§ Written exercise:
Swap "textual query" for "text query" in everything from the start of the items down to the line containing "[[379, 130, 600, 156]]", leaving all other wording unchanged. Give those lines again without the pictures.

= = = =

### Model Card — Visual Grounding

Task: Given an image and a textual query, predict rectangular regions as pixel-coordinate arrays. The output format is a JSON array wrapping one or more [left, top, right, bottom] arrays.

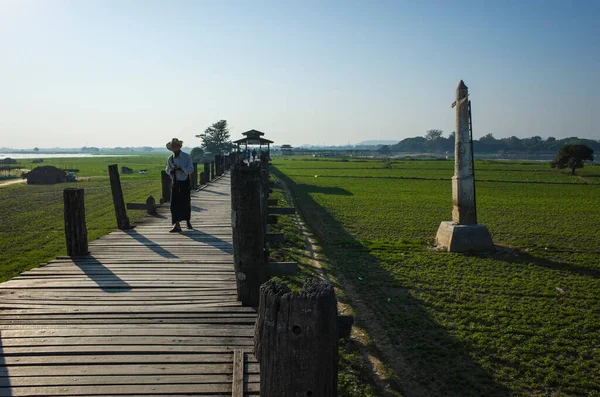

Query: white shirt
[[166, 152, 194, 181]]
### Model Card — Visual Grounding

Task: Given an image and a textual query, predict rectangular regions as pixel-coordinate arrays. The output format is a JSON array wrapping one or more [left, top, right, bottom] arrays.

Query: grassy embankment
[[0, 155, 166, 281], [274, 160, 600, 396]]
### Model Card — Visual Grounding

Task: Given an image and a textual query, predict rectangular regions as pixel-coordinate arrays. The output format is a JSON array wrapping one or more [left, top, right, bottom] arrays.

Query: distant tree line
[[379, 130, 600, 156]]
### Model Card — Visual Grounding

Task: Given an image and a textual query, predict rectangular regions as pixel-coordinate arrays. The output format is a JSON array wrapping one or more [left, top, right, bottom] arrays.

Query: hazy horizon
[[0, 0, 600, 148]]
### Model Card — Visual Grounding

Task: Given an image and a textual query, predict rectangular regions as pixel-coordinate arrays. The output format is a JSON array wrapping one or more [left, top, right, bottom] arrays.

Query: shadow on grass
[[71, 256, 131, 293], [0, 330, 8, 396], [273, 169, 511, 397], [482, 246, 600, 278], [296, 184, 352, 196]]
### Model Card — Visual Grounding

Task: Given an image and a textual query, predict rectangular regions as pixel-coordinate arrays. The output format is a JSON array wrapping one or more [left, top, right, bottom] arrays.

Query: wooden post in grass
[[160, 170, 172, 203], [108, 164, 131, 229], [254, 280, 338, 397], [215, 154, 221, 176], [63, 188, 88, 256], [191, 163, 198, 190], [204, 161, 210, 183], [231, 159, 268, 306]]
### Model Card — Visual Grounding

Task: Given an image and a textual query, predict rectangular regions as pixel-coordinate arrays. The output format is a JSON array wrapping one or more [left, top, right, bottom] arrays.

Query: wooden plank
[[0, 349, 256, 366], [0, 360, 259, 376], [0, 344, 253, 352], [0, 176, 262, 397], [0, 383, 259, 397], [2, 335, 254, 344], [267, 207, 296, 215], [267, 262, 298, 276], [10, 372, 260, 386], [265, 233, 285, 243], [231, 350, 245, 397]]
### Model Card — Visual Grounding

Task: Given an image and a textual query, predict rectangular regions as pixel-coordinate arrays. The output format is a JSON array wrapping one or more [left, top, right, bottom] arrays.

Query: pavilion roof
[[233, 130, 273, 145]]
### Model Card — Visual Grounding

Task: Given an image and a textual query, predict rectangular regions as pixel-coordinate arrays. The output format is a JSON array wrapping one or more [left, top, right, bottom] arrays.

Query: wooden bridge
[[0, 174, 259, 396]]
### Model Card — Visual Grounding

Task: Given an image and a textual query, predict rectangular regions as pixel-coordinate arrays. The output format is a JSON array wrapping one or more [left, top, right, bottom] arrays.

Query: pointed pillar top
[[456, 80, 469, 100]]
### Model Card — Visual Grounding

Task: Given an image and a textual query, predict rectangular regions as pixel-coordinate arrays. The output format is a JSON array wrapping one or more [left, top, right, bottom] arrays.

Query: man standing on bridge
[[167, 138, 194, 233]]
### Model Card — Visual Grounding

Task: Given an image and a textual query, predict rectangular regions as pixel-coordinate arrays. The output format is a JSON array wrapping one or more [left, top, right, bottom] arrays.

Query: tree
[[551, 145, 594, 175], [196, 120, 233, 154], [425, 129, 444, 141], [190, 147, 204, 163]]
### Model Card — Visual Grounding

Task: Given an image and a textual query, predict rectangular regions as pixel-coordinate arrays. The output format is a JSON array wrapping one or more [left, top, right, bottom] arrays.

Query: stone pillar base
[[435, 222, 496, 252]]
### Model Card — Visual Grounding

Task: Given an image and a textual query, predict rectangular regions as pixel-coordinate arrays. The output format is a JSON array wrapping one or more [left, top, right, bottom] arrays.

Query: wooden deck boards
[[0, 175, 259, 396]]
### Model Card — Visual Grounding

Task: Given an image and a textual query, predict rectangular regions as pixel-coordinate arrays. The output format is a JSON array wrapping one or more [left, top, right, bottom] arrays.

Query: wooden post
[[223, 154, 231, 171], [254, 280, 338, 397], [63, 188, 88, 256], [108, 164, 131, 229], [204, 161, 210, 183], [160, 170, 172, 203], [191, 163, 198, 190], [215, 154, 221, 176], [231, 159, 268, 306]]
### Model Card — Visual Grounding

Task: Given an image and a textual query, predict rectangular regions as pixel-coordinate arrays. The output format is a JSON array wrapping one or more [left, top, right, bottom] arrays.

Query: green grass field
[[0, 155, 166, 281], [273, 159, 600, 396]]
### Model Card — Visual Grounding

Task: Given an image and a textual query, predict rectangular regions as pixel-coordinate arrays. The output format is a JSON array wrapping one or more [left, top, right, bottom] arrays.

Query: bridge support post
[[108, 164, 131, 229], [63, 188, 88, 256], [160, 170, 172, 203], [215, 154, 222, 176], [204, 162, 210, 183], [191, 163, 198, 190], [254, 280, 339, 397], [231, 159, 268, 306]]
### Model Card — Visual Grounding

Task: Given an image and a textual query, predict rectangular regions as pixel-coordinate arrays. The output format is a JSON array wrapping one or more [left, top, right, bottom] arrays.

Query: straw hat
[[167, 138, 183, 151]]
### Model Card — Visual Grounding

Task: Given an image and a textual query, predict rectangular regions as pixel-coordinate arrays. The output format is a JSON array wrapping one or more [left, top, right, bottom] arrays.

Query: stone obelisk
[[436, 80, 494, 252]]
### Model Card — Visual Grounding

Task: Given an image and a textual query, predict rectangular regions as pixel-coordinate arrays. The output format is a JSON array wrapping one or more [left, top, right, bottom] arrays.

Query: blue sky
[[0, 0, 600, 148]]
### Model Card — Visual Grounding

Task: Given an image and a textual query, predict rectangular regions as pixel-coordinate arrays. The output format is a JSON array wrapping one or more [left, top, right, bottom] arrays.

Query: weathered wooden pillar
[[254, 280, 338, 397], [63, 188, 88, 256], [160, 170, 172, 203], [215, 154, 221, 176], [191, 163, 198, 189], [231, 159, 268, 306], [223, 154, 231, 171], [204, 161, 210, 183], [108, 164, 131, 229]]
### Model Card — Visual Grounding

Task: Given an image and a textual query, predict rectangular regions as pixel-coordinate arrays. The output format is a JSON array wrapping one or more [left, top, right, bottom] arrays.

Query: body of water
[[0, 153, 139, 160]]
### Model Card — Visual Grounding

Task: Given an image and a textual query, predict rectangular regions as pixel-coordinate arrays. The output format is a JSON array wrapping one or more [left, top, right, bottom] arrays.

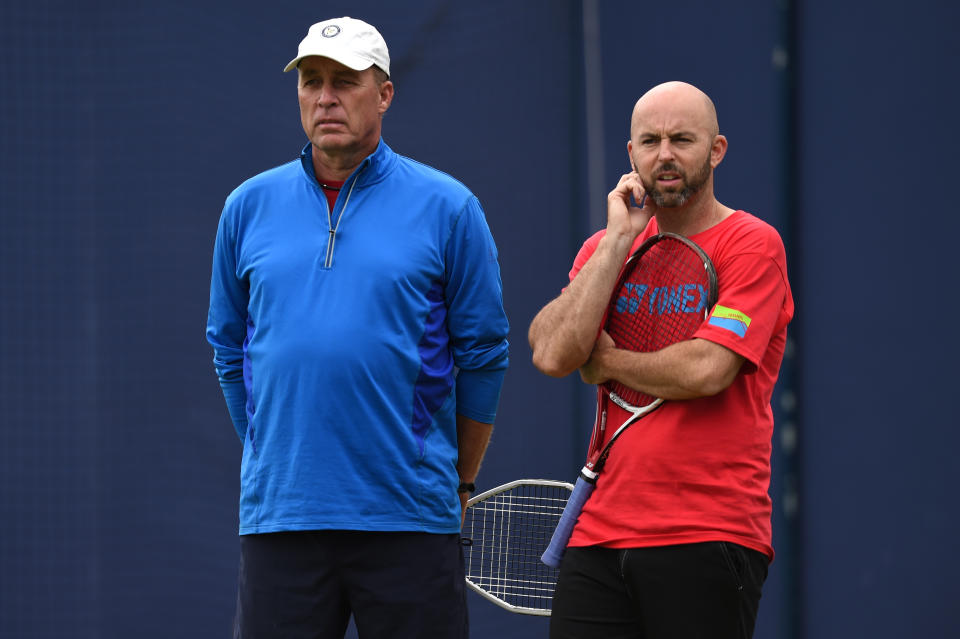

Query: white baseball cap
[[283, 17, 390, 76]]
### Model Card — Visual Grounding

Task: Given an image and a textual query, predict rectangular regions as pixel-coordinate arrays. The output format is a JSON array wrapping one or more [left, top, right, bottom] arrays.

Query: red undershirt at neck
[[320, 180, 344, 211]]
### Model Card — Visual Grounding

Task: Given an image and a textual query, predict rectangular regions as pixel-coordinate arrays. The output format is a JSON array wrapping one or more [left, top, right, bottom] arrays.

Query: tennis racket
[[541, 233, 717, 568], [461, 479, 573, 616]]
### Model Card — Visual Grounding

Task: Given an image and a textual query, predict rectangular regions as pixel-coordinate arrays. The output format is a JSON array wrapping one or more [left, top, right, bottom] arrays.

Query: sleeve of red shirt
[[694, 245, 788, 373]]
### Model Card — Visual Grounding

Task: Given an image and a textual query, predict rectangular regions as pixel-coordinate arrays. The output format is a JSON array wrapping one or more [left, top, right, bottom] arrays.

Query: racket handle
[[540, 474, 596, 568]]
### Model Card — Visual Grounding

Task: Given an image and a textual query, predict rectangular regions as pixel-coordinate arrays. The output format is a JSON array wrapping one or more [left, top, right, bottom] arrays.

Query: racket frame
[[461, 479, 573, 617]]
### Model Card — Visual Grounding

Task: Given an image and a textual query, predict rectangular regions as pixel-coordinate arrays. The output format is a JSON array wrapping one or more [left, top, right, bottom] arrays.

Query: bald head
[[627, 82, 727, 212], [630, 82, 720, 139]]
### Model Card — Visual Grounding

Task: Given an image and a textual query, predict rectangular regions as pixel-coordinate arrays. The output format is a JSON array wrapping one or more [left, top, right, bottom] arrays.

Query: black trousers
[[233, 531, 468, 639], [550, 542, 769, 639]]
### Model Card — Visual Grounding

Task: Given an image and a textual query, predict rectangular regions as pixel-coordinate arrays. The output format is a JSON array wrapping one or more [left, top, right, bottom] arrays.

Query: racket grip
[[540, 475, 596, 568]]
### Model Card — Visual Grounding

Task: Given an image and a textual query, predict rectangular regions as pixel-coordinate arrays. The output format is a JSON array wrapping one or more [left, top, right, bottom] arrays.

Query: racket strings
[[604, 237, 711, 407], [463, 485, 570, 610]]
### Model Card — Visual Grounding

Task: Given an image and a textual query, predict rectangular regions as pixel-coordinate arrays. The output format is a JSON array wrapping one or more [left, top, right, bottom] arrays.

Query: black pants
[[550, 542, 769, 639], [233, 531, 468, 639]]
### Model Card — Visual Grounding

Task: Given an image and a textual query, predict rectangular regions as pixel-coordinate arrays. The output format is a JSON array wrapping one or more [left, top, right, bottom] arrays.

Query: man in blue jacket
[[207, 18, 508, 639]]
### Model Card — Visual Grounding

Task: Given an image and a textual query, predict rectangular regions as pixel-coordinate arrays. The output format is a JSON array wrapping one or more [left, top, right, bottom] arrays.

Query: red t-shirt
[[570, 211, 793, 559]]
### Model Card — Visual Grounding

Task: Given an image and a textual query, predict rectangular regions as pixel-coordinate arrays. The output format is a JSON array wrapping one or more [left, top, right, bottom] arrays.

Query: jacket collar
[[300, 138, 397, 189]]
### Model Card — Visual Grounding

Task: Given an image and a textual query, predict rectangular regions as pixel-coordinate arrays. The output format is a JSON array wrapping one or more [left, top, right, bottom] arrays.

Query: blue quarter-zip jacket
[[207, 140, 508, 534]]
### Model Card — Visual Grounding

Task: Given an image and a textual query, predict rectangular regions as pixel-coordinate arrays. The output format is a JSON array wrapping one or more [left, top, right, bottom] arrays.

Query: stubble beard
[[643, 156, 712, 209]]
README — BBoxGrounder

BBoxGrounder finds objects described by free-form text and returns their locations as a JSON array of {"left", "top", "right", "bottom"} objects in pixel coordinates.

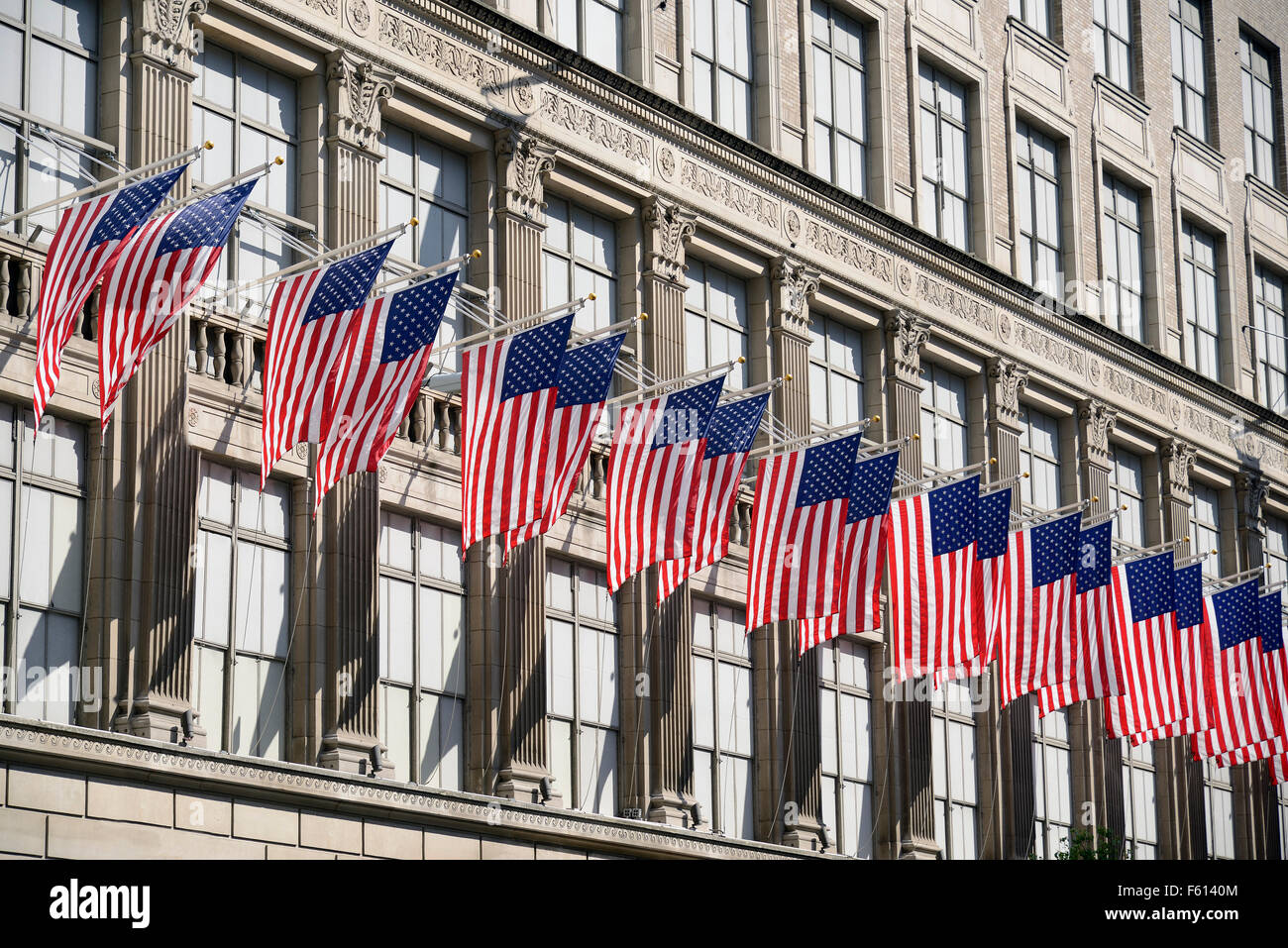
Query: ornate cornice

= = = =

§ Solution for this exercise:
### Model Card — Visual Grounding

Task: Given an image and a text query, predict rectangular regions as pixel-coordinate arrays. The output format is a JSON array wrapping one or more [left, top, right, bottom] arrays.


Query: white shirt
[[166, 152, 194, 181]]
### Model Card — Visual Grounding

Task: Given an image and a text query, predict rectangular regions as pixel-coordinate arrays. The output format is a JSON array wrapping one or more [left, top, right, bottom] arrays.

Query: grassy embankment
[[0, 155, 166, 281], [274, 160, 600, 396]]
### Model Card — Visual Grounding

Task: Given an image and a text query, predict rectangular regions as pixel-coordinate arrays. The output format is a JSON array wrapping one or more [left, top, right, bottom] arrays.

Query: distant tree line
[[379, 130, 600, 156]]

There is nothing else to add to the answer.